DOCUMENT EXTRACT -
·····

The End

On our last day, we may have all been ready to kill each other, for there was not only a good 8 hours of sailing, but the depression of leaving our boat, our vacations, and the beautiful islands of Croatia.  Goran brought us to the Blue Cave – off Vis – in which a hole in the limestone allows sunlight to color the water within a cave a mysterious turquoise, and there is room for just one dinghy to enter at a time, to marvel and take pictures.  It is not as fascinating as the cenotes of mexico, but it was worth the quick ride in when there was no line.  We also swam in a lovely bay with an even smaller bay made out by two limestone cliffs, which created a narrow opening through which you’d have to dinghy or swim to a secluded beach.  A couple of us dinghied in – while the others jumped off of cliffs outside – and were pleased to discover another beach bar on land, though we didn’t need it since we had brought rum punch.  A team of young and attractive tattooed Swedish men swam to shore just as we did, so between that and the beautiful aquamarine water, I was a happy camper.

·····

DATASET ROWS -
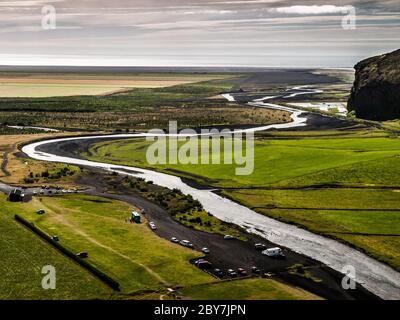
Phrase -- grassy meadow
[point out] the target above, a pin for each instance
(343, 186)
(23, 255)
(143, 263)
(247, 289)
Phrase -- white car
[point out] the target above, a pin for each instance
(152, 226)
(205, 250)
(274, 252)
(186, 243)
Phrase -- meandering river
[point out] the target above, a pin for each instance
(377, 277)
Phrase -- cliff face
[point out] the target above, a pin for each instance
(376, 91)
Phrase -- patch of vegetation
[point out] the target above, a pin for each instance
(54, 174)
(302, 271)
(183, 208)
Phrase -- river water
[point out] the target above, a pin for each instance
(376, 277)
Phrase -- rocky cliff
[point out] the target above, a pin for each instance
(376, 91)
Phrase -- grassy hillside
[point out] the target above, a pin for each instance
(130, 253)
(345, 187)
(23, 255)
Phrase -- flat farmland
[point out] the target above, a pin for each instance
(40, 85)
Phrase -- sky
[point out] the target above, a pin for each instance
(241, 33)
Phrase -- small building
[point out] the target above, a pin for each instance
(16, 195)
(135, 217)
(273, 252)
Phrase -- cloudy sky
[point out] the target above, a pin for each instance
(198, 32)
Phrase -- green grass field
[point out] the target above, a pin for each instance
(129, 253)
(140, 261)
(277, 161)
(343, 187)
(247, 289)
(23, 255)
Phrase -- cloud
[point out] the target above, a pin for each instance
(324, 9)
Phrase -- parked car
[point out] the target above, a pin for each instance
(255, 270)
(242, 272)
(204, 264)
(82, 254)
(205, 250)
(174, 240)
(186, 243)
(274, 252)
(232, 273)
(260, 246)
(218, 272)
(152, 226)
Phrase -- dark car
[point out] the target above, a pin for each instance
(232, 273)
(260, 246)
(218, 272)
(82, 254)
(204, 264)
(242, 272)
(255, 270)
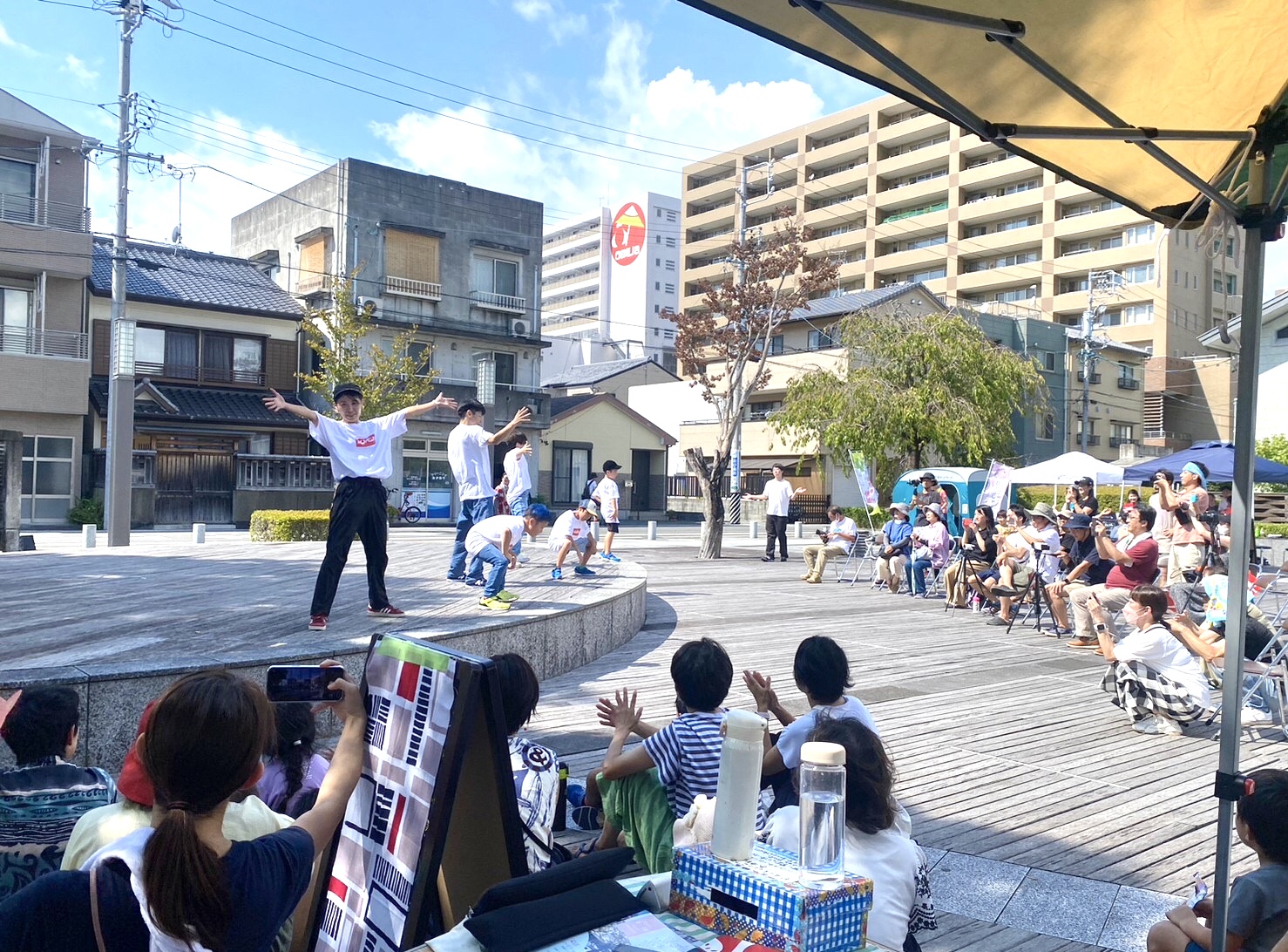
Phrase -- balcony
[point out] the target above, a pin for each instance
(410, 288)
(37, 343)
(491, 301)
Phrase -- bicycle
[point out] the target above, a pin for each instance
(407, 512)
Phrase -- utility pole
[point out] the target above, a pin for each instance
(120, 388)
(733, 512)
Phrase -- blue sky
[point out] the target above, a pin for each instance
(611, 73)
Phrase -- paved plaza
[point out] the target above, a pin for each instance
(1053, 826)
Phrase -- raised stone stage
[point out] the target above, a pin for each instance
(121, 623)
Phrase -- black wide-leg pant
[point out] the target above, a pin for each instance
(358, 507)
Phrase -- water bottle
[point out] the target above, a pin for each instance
(822, 782)
(738, 785)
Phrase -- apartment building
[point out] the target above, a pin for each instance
(44, 261)
(897, 194)
(606, 281)
(458, 264)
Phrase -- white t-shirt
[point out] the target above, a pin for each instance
(471, 458)
(778, 496)
(492, 531)
(517, 468)
(888, 858)
(361, 448)
(1164, 655)
(568, 526)
(609, 500)
(799, 731)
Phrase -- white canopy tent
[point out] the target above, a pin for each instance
(1066, 468)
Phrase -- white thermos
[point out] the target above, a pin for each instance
(738, 785)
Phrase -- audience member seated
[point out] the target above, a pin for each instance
(930, 549)
(1135, 557)
(244, 819)
(1257, 909)
(875, 847)
(535, 766)
(837, 539)
(295, 772)
(182, 881)
(822, 674)
(644, 790)
(1083, 566)
(44, 795)
(1152, 674)
(898, 545)
(980, 553)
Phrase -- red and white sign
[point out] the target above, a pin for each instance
(627, 237)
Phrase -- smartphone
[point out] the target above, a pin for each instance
(302, 683)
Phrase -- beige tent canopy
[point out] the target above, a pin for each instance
(1172, 107)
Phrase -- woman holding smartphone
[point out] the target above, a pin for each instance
(1152, 674)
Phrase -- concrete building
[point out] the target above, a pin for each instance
(458, 264)
(606, 281)
(44, 261)
(897, 194)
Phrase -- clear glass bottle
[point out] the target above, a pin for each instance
(822, 785)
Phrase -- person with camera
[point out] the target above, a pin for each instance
(1189, 536)
(837, 539)
(898, 545)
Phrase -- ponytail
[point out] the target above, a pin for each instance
(185, 882)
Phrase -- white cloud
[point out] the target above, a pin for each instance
(78, 69)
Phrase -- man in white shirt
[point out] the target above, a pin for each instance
(778, 495)
(518, 479)
(572, 533)
(609, 501)
(469, 453)
(837, 539)
(496, 541)
(361, 460)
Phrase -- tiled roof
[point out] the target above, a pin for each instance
(594, 372)
(200, 405)
(192, 278)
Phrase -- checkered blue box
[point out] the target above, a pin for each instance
(762, 900)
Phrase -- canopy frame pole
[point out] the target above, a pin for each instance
(1009, 130)
(961, 115)
(1080, 96)
(932, 14)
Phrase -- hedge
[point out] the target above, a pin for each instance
(288, 525)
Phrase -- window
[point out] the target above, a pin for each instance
(17, 191)
(46, 479)
(16, 320)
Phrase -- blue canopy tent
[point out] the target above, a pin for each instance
(1218, 458)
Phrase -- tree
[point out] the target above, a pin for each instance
(722, 345)
(342, 339)
(915, 383)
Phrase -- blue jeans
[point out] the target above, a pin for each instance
(916, 575)
(471, 510)
(496, 577)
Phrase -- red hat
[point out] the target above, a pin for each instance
(134, 782)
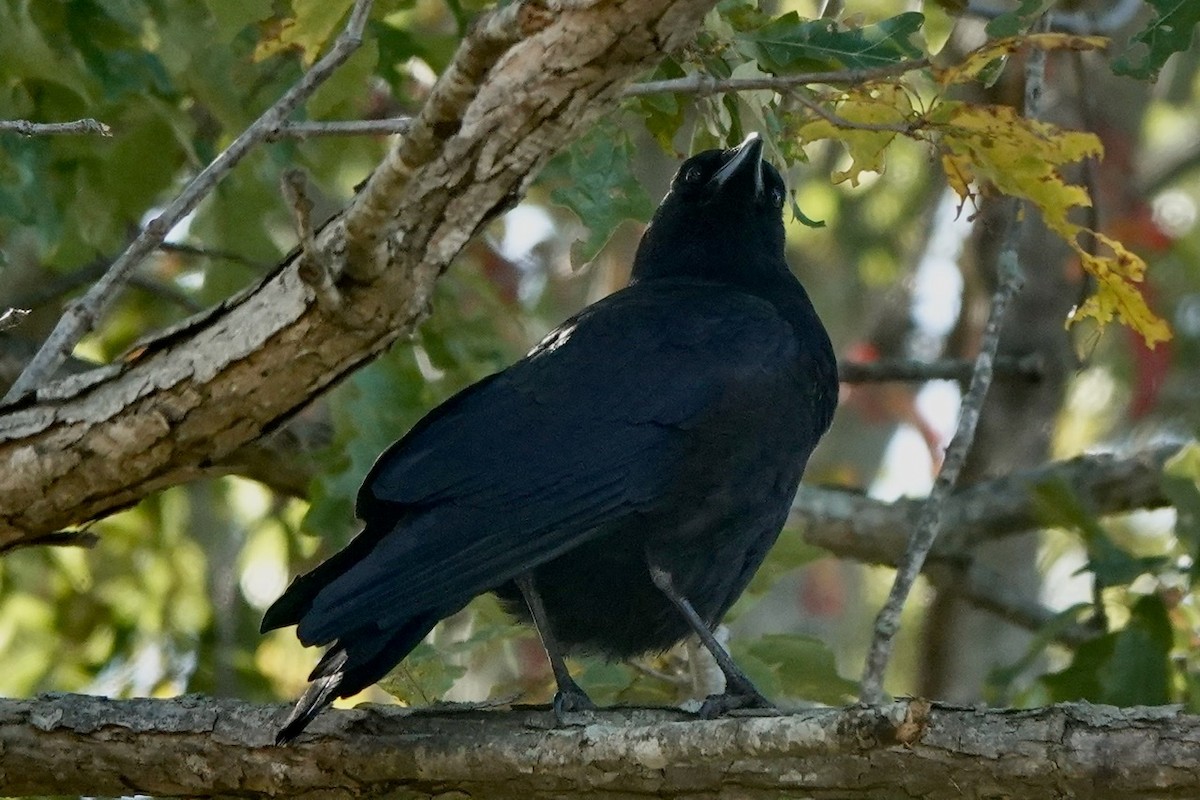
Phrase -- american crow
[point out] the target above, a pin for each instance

·····

WHAT IS REQUIRED - In the Croatia sailing account, how many dinghies can enter the Blue Cave at a time? Work only from the Croatia sailing account, not from the lines.

COMPLETE ANSWER - Only one dinghy can enter at a time.